EXCERPTED PASSAGE
• • • •

The potential is enormous, but analysts say the road is long and fraught with challenges.

“India is likely to witness an exceptional growth of green hydrogen usage and it is envisaged that hydrogen will occupy a major portion of Indian energy solutions, which effectively address country’s energy security,” says Manish Dabkara, chairman and chief executive of EKI Energy Services, a sustainability and climate change consultancy.

“Given that green hydrogen is a highly reactive fuel, its storage and transportation will require technology innovation and flow of green finance,” he says.

India, the world’s third-largest consumer of energy, is keen to reduce its reliance on fossil fuels, which are costly for the country both financially and environmentally.

They have inflated its import bill and play a major role in some Indian cities’ ranking among the most polluted in the world.

With the demand for energy only set to rise as India’s economy expands, it is all the more critical for the country to scale up its production of green energy and clean fuels.

“Green hydrogen is one of the cleanest energy vectors ,and its use would make India reach its emission targets much faster than relying only on alternative fuels like ethanol, or biofuels, or electricity stored in batteries,” says Ashwini Kumar, a lawyer and climate advocate who consults on industry decarbonisation.

Analysts say Russia’s war in Ukraine, which has rocked global oil markets, has only highlighted the urgency for India’s need to diversify its energy mix. Crude, which touched a 14-year high of almost $140 per barrel last month, has given up some gains but it is still more than 32 per cent higher than it was at the start of this year.

“Green hydrogen is an emerging option that will help reduce India’s vulnerability to such price shocks,” says Amit Bhandari, senior fellow for energy, investment and connectivity at Gateway House, a foreign policy think tank in Mumbai.

This year, the Indian government has started to introduce its national green hydrogen mission, which was announced by Prime Minister Narendra Modi last year with the ambitious aim of ultimately making “India a global hub for green hydrogen production and export”.

In February, the country’s power ministry said it planned to produce five million tonnes of green hydrogen a year by 2030. Currently, green hydrogen is not generated on a commercial scale in India.

“India really wants to be self-sufficient from an energy perspective ... they want to reduce crude imports, they want to contribute towards climate mitigation goals,” says Gaurav Kedia, chairman of the Indian Biogas Association.

“Green hydrogen fits very well” in the government strategy, because “it’s clean and this can be easily accessible”, he says.

Green hydrogen is produced by using renewable energy to generate hydrogen through the electrolysis of water.

It can be used to decarbonise sectors that are considered hard to clean up, such as steel and transportation. Green hydrogen can also be used as a means of storing power generated from renewable sources including wind or solar, which might otherwise be wasted.

The International Energy Agency forecasts that the country will make up the biggest share of energy demand growth over the next two decades, as its energy consumption is expected to almost double.

New Delhi has also made global commitments under the Paris climate change agreement and at Cop26 to reduce its carbon emissions. India aims to be carbon neutral by 2070 and green hydrogen could help to achieve these targets, industry experts say.

• • • •

PROVIDED MATERIAL
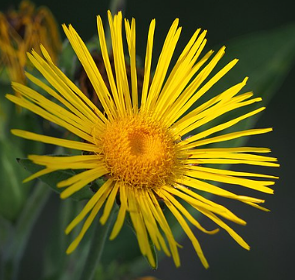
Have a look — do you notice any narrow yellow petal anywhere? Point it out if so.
[159,191,209,268]
[141,19,156,109]
[65,179,113,234]
[199,210,250,250]
[110,182,127,240]
[11,129,100,152]
[66,196,104,254]
[99,184,119,225]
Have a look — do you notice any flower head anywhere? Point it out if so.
[0,0,61,83]
[7,12,278,267]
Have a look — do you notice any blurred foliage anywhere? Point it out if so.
[0,3,295,280]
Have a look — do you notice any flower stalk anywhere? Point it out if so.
[79,205,117,280]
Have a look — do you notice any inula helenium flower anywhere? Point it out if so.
[7,12,278,267]
[0,1,61,82]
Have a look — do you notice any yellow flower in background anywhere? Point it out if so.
[7,12,278,268]
[0,1,61,83]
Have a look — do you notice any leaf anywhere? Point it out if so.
[18,159,93,201]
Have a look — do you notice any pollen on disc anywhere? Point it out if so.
[101,116,176,188]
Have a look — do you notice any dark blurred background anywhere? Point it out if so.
[0,0,295,280]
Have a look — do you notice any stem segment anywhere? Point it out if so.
[80,205,117,280]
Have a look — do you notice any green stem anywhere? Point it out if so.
[80,206,117,280]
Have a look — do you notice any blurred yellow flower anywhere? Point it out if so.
[7,12,278,268]
[0,0,61,83]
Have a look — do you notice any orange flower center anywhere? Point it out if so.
[102,116,176,188]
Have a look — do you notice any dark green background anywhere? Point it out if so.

• • • •

WRITTEN PROBLEM
Please transcribe word for word the part of the article on India's green hydrogen plans starting with "In February, the" and going on through "electrolysis of water.".

SOLUTION FOR THIS EXERCISE
In February, the country’s power ministry said it planned to produce five million tonnes of green hydrogen a year by 2030. Currently, green hydrogen is not generated on a commercial scale in India.

“India really wants to be self-sufficient from an energy perspective ... they want to reduce crude imports, they want to contribute towards climate mitigation goals,” says Gaurav Kedia, chairman of the Indian Biogas Association.

“Green hydrogen fits very well” in the government strategy, because “it’s clean and this can be easily accessible”, he says.

Green hydrogen is produced by using renewable energy to generate hydrogen through the electrolysis of water.